What needs to be done - Revise the lines below so that each occurrence of "SHOULD" reads "MUST", and leave everything else unchanged.

[Point labeling dataset excerpts]
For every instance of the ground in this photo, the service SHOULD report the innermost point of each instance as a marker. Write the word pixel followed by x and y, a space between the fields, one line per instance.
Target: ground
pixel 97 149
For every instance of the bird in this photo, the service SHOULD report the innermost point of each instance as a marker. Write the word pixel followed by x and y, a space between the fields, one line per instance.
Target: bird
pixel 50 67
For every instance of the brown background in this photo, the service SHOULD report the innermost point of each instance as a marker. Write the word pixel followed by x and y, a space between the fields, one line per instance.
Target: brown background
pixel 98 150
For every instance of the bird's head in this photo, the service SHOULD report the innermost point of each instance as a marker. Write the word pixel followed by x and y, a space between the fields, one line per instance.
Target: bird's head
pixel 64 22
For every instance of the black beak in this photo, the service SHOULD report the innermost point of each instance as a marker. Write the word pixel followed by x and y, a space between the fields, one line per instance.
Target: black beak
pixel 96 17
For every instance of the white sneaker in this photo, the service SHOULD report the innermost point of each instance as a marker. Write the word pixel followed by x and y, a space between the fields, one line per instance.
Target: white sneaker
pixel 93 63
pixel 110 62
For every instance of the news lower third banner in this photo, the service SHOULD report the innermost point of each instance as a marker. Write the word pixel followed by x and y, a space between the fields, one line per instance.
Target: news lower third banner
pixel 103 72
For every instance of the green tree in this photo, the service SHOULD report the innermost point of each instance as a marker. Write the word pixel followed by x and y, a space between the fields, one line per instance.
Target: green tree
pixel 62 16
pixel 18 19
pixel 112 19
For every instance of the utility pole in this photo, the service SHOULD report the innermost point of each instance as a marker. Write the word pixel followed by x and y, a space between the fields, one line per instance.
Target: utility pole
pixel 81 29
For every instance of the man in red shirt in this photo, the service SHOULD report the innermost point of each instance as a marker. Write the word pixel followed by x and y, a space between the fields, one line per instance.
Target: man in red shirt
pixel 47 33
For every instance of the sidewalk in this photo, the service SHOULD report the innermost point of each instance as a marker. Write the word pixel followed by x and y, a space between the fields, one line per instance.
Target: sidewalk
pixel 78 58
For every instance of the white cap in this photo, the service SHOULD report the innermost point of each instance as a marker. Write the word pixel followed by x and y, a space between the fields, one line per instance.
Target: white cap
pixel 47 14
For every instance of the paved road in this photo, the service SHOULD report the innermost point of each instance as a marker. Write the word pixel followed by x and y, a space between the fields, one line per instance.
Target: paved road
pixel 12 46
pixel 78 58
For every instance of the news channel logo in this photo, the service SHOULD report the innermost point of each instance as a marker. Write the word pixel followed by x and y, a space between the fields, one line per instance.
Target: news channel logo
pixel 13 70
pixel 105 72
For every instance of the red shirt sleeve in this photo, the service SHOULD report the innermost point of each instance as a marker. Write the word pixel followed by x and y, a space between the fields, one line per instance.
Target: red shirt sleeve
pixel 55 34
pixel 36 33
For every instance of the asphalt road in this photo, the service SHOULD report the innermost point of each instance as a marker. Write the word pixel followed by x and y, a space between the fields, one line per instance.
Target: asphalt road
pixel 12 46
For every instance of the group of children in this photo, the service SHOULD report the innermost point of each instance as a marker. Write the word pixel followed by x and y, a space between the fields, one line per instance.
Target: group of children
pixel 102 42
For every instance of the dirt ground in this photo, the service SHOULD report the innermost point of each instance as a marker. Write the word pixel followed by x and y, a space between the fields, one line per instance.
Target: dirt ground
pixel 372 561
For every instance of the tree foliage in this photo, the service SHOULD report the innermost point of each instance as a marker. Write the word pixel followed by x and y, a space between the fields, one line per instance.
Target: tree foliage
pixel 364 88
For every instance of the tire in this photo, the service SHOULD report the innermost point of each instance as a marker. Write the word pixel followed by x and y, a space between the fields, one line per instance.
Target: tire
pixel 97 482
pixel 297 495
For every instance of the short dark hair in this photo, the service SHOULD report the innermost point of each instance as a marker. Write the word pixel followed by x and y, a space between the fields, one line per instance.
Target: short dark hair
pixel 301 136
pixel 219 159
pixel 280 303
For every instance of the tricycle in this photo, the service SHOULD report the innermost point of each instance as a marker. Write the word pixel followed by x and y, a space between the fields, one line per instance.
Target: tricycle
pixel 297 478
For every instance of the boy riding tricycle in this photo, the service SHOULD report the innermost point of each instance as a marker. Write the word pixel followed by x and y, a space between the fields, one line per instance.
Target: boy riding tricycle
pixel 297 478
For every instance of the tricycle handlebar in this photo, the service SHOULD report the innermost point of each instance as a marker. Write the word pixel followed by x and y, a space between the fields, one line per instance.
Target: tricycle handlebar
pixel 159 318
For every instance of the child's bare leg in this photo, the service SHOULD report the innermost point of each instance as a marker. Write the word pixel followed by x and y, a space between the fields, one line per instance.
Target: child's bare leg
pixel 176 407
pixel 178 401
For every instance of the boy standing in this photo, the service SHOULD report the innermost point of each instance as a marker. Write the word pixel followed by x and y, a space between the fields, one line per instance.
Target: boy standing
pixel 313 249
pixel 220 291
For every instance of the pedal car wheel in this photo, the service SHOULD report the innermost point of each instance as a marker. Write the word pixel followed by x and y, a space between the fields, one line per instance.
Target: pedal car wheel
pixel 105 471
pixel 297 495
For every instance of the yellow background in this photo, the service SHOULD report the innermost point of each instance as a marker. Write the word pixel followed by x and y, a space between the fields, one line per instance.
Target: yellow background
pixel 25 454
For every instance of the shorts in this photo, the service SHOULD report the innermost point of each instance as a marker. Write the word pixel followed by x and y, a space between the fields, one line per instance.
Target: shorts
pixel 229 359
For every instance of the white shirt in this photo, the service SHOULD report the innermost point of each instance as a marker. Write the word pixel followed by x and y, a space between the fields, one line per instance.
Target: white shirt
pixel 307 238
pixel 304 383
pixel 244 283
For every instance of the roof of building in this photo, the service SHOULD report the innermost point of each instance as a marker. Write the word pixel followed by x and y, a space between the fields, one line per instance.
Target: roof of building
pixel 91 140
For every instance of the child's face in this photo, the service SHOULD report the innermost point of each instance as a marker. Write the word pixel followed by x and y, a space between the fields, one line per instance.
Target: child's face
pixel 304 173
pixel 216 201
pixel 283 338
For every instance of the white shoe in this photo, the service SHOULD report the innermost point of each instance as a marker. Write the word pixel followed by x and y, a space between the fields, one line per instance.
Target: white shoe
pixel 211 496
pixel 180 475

Worked solution -
For every instance of the ground in this photo, the service MUST report the innermost point of each instance as a marker. Write the word pixel followed by x and y, a space between the fields, one line per instance.
Target: ground
pixel 97 149
For every instance of the bird in this photo, the service MUST report the innermost point of each instance as a marker. Write the word pixel followed by x and y, a space between the fields, one line per instance.
Target: bird
pixel 50 67
For every instance of the brown background in this photo, the service MUST report the innermost point of each instance as a marker. Write the word pixel followed by x and y, a space between the fields, one line per instance.
Target: brown background
pixel 98 150
For every instance of the bird's head in this photo, the service MUST report the innermost point of each instance as a marker. Write the word pixel followed by x and y, a space between the fields, one line per instance.
Target: bird's head
pixel 64 22
For every instance of the black beak in this photo, the service MUST report the innermost point of each instance as a marker. Write the word pixel followed by x and y, a space between the fields, one line per instance.
Target: black beak
pixel 96 17
For every instance of the white sneaker in this photo, the service MUST report the innermost point of each instance as a marker. Write the word pixel followed by x and y, a space between the fields, one line per instance.
Target: white sneaker
pixel 93 63
pixel 110 62
For every instance of the news lower third banner in this photo, the service MUST report the innermost point of each instance as a marker. Write the word pixel followed by x and y, a space between the fields, one line per instance.
Target: news lower third banner
pixel 103 72
For every instance of the green tree in this photo, the service MUST report the innermost point of each instance as a marker. Write the word pixel followed by x and y, a space between the fields, one line per instance.
Target: green tree
pixel 62 16
pixel 18 19
pixel 112 19
For every instance of the utility pole in this photo, the service MUST report the innermost point of each instance as a marker. Write the word pixel followed by x and y, a space between the fields, one line per instance.
Target: utility pole
pixel 81 29
For every instance of the man in red shirt in this photo, the service MUST report the innermost point of each instance as a marker. Write the word pixel followed by x and y, a space between the fields, one line per instance.
Target: man in red shirt
pixel 47 33
For every instance of the sidewalk in this photo, the service MUST report the innermost point of each instance as a marker. Write the word pixel followed by x and y, a space between the fields, one line per instance.
Target: sidewalk
pixel 78 58
For every instance of the white cap in this photo, the service MUST report the innermost point of each instance as a marker. Write the word pixel followed by x and y, a space between the fields, one line per instance.
Target: white cap
pixel 47 14
For every instance of the paved road in this photo, the service MUST report the innermost point of each instance as a marker. Write the word pixel followed by x and y, a space between the fields, one line per instance.
Target: paved road
pixel 12 46
pixel 78 58
For every instance of the news channel logo in this photo, the service MUST report the innermost point of each instance as a marker. Write the word pixel followed by x and y, a space between the fields, one line per instance.
Target: news channel logo
pixel 13 70
pixel 105 72
For every instance of the red shirt sleeve in this photo, the service MUST report the innermost point of each instance as a marker. Write the word pixel followed by x and y, a space between the fields, one line per instance.
Target: red shirt sleeve
pixel 55 34
pixel 36 33
For every instance of the asphalt road in this photo, the service MUST report the innermost point of each instance as a marker. Write the word pixel followed by x and y, a space between the fields, one line per instance.
Target: asphalt road
pixel 12 46
For every instance of the group of children in this photo, the service MUST report the innermost point of each instance as a marker. Write the word pixel followed by x and y, a space between the fields, one line per instance.
Target: group of children
pixel 102 42
For every instance of the dirt ground in this photo, the service MUST report the innermost point of each instance as a marker. Write the word pixel followed by x and y, a space between the fields, one line per instance.
Target: dirt ground
pixel 372 561
For every instance of the tree foliage in this photo, the service MUST report the innermost point of each instance as a marker. Write the word pixel followed by x and y, a space between the fields, one line per instance.
Target: tree foliage
pixel 364 88
For every instance of the tire in this photo, the service MUST report the innermost point of each instance as a marker. Write the word pixel followed by x and y, a space between the fields, one line per instance.
Target: tire
pixel 97 482
pixel 297 495
For every instance of the short dark hair in this photo, the service MUST report the innermost point of each instance as a marker. Write the word pixel followed by x and y, a space between the fields, one line per instance.
Target: short dark hair
pixel 301 136
pixel 219 159
pixel 280 303
For every instance of the tricycle in this photo, the service MUST report the innermost point of each instance as a marker. Write the word pixel followed by x and y, a space between the fields, one line per instance.
Target: tricycle
pixel 297 478
For every instance of the boy riding tricycle in this photo, the service MUST report the innermost point of each instance as a marker. Write the word pixel followed by x and y, a space between the fields, one line per instance.
Target: boy riding tricycle
pixel 297 478
For every instance of the tricycle handlebar in this photo, the service MUST report the innermost point of each instance as a marker. Write the word pixel followed by x and y, a space between the fields, one line per instance.
Target: tricycle handlebar
pixel 159 318
For every instance of the child's bare leg in this photo, the service MUST report the innermost point of each instance as a marker. Write the word pixel followed by x and y, a space between the fields, one line per instance.
Target: child's bare leg
pixel 176 407
pixel 178 401
For every instance of the boy standing in this photo, the service MUST report the innermost point of each instance as a marker. Write the word pixel followed by x and y, a space between the fields, one line per instance.
Target: boy standing
pixel 313 249
pixel 220 291
For every instance of the pedal car wheel in this photo, the service MUST report the innermost point of each instance as a marker. Write the word pixel followed by x and y, a space between the fields, one line per instance.
Target: pedal car wheel
pixel 105 471
pixel 297 495
For every instance of the yellow background in this photo, the service MUST report the innermost point of each instance as a marker. Write the word pixel followed by x and y, a space between the fields, one line per instance.
Target: yellow background
pixel 25 454
For every instance of the shorts in this photo, the service MUST report the innermost point of each instance as a marker. Write the word pixel followed by x and y, a space between the fields, one line per instance.
Target: shorts
pixel 229 359
For every instance of the white shirt in this photo, the service MUST report the innermost point of each instance as a marker. Write the word pixel followed by x and y, a space between the fields, one line per instance.
Target: white shirt
pixel 307 238
pixel 304 383
pixel 244 283
For every instance of the roof of building in this photo, the service MUST report the innermost point of each instance as a marker. Write the word pixel followed by x and y, a space between the fields, one line per instance.
Target: roof of building
pixel 91 140
For every instance of the child's face in this photo, the service MUST report the innermost point of each instance as a marker. Write the word pixel followed by x and y, a space between the fields, one line per instance.
Target: child's face
pixel 304 173
pixel 216 201
pixel 283 338
For every instance of the white shoe in this photo, the service MUST report the innermost point of each instance as a marker. Write the word pixel followed by x and y, a space between the fields, one line per instance.
Target: white shoe
pixel 211 496
pixel 180 475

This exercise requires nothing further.